• _Requirement_
Gather every line of the records that contains the string "rule", and copy each such line in full.

[Opening Task material section]

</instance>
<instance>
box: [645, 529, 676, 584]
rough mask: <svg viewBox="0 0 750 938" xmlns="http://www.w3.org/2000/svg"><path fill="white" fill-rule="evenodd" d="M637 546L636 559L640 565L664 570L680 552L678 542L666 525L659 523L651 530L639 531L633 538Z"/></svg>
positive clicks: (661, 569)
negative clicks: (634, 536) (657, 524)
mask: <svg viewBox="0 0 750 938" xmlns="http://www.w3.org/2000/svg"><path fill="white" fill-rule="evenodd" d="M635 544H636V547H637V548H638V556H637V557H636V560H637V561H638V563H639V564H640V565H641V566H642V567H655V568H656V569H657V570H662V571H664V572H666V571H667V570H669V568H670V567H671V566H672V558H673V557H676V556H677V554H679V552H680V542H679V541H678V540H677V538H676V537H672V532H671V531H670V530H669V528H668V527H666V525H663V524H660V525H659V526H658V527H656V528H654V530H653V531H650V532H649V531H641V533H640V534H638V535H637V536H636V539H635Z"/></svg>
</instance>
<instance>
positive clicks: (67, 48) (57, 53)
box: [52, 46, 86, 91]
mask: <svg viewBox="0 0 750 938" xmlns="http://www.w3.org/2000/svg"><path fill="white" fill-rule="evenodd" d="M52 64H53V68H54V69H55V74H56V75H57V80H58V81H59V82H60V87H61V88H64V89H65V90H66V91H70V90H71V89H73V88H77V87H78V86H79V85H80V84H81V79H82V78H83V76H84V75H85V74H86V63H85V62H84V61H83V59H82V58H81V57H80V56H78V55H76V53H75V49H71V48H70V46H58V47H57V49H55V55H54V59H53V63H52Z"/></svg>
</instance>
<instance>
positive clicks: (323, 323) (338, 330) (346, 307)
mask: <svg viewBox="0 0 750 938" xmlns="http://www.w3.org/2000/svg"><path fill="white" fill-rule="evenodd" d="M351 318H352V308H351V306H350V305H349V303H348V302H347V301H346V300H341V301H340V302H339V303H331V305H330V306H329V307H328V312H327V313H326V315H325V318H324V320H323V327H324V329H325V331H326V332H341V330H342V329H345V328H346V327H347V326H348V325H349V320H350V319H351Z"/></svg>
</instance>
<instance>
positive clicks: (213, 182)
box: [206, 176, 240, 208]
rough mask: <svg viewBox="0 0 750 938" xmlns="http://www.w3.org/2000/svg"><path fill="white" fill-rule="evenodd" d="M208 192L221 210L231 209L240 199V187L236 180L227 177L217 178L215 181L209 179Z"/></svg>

[Closing Task material section]

• _The completed task_
rough mask: <svg viewBox="0 0 750 938" xmlns="http://www.w3.org/2000/svg"><path fill="white" fill-rule="evenodd" d="M637 546L636 559L640 565L664 570L680 552L678 542L666 525L659 523L651 530L639 531L633 538Z"/></svg>
mask: <svg viewBox="0 0 750 938" xmlns="http://www.w3.org/2000/svg"><path fill="white" fill-rule="evenodd" d="M635 544H636V547H637V548H638V556H637V557H636V560H637V561H638V563H639V564H640V565H641V566H642V567H655V568H656V569H657V570H662V571H664V572H666V571H667V570H669V568H670V567H671V566H672V558H673V557H676V556H677V554H679V552H680V542H679V541H678V540H677V538H676V537H672V532H671V531H670V530H669V528H668V527H666V525H663V524H660V525H659V526H658V527H656V528H654V530H653V531H650V532H649V531H641V533H640V534H638V535H637V536H636V539H635Z"/></svg>
mask: <svg viewBox="0 0 750 938" xmlns="http://www.w3.org/2000/svg"><path fill="white" fill-rule="evenodd" d="M52 64H53V68H54V69H55V74H56V75H57V80H58V81H59V82H60V87H61V88H64V89H65V90H66V91H70V90H71V89H73V88H77V87H78V86H79V85H80V84H81V79H82V78H83V76H84V75H85V74H86V63H85V62H84V61H83V59H82V58H81V57H80V56H78V55H76V53H75V49H71V48H70V46H58V47H57V49H55V55H54V59H53V63H52Z"/></svg>
mask: <svg viewBox="0 0 750 938" xmlns="http://www.w3.org/2000/svg"><path fill="white" fill-rule="evenodd" d="M351 318H352V308H351V306H350V305H349V303H348V302H347V301H346V300H341V301H340V302H339V303H331V305H330V306H329V307H328V312H327V313H326V315H325V318H324V320H323V327H324V329H325V331H326V332H341V330H342V329H345V328H346V327H347V326H348V325H349V320H350V319H351Z"/></svg>
rough mask: <svg viewBox="0 0 750 938" xmlns="http://www.w3.org/2000/svg"><path fill="white" fill-rule="evenodd" d="M208 192L221 210L231 209L240 199V187L236 180L227 177L217 178L215 181L209 179Z"/></svg>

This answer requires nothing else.